* REQUIREMENTS: Print the listing below verbatim, line for line, omitting any pictures.
** start of EXERCISE INPUTS **
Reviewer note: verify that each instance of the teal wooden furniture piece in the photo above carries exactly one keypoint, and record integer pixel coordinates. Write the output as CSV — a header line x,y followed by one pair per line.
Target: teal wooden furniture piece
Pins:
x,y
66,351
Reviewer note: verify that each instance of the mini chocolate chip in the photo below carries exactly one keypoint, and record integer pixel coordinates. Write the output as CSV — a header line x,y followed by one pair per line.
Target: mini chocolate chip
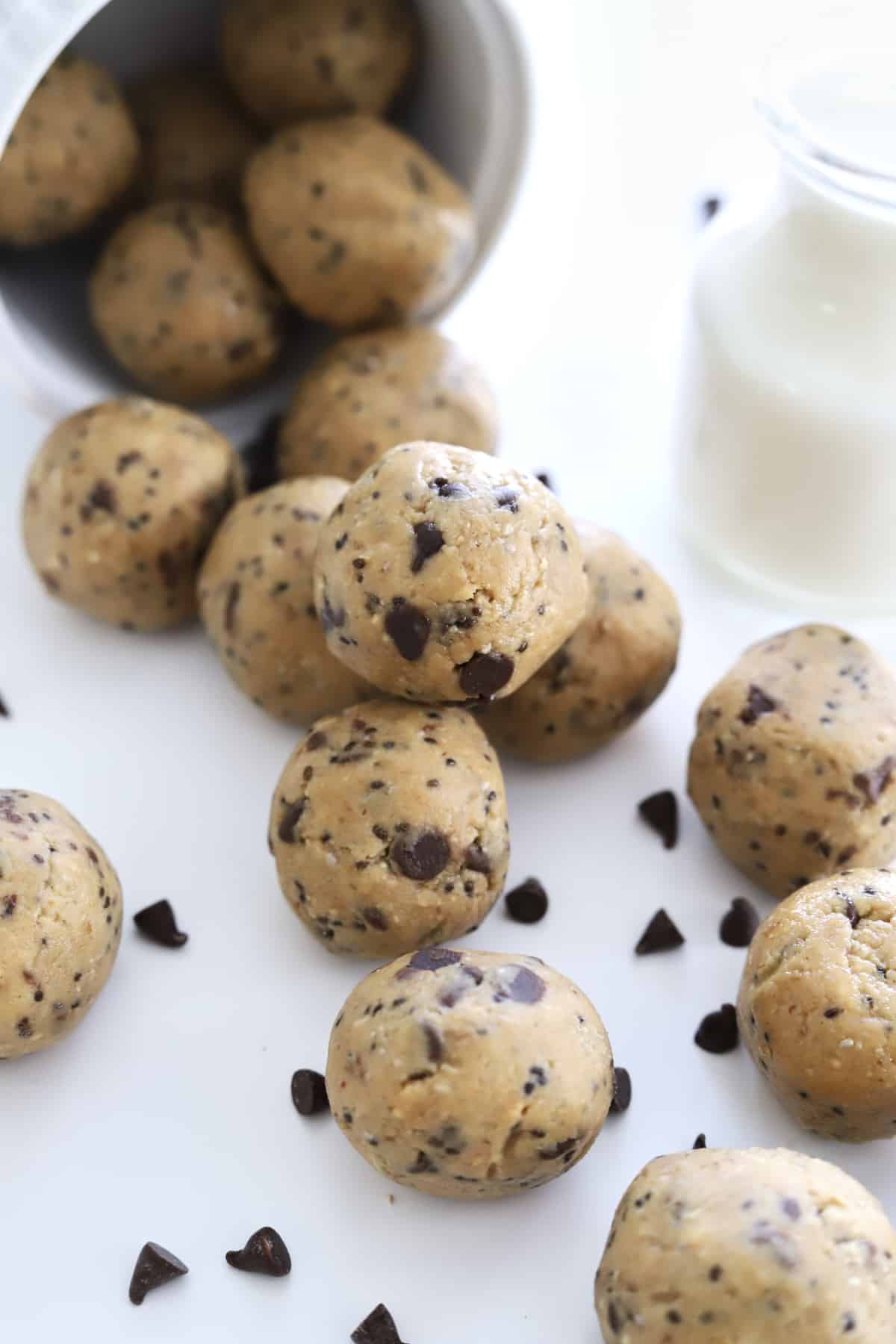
** end of EXERCISE INPUTS **
* THE OUTPUT:
Reviewer note: verify that each instance of the teal wooden furniture piece in the photo above carries exactly one keypoint, and record integer pixel coordinates. Write the output as CSV — a header line x,y followed by one pair per line.
Target: teal wooden furniture piece
Pins:
x,y
66,351
Reviewer note: verify that each instance of the mini chocolate chip in the photo below carries exactly one keypoint, and record integer pixel coordinates. Write the output as CSV — a header line x,y followed by one pair per line.
Target: mini chocolate chip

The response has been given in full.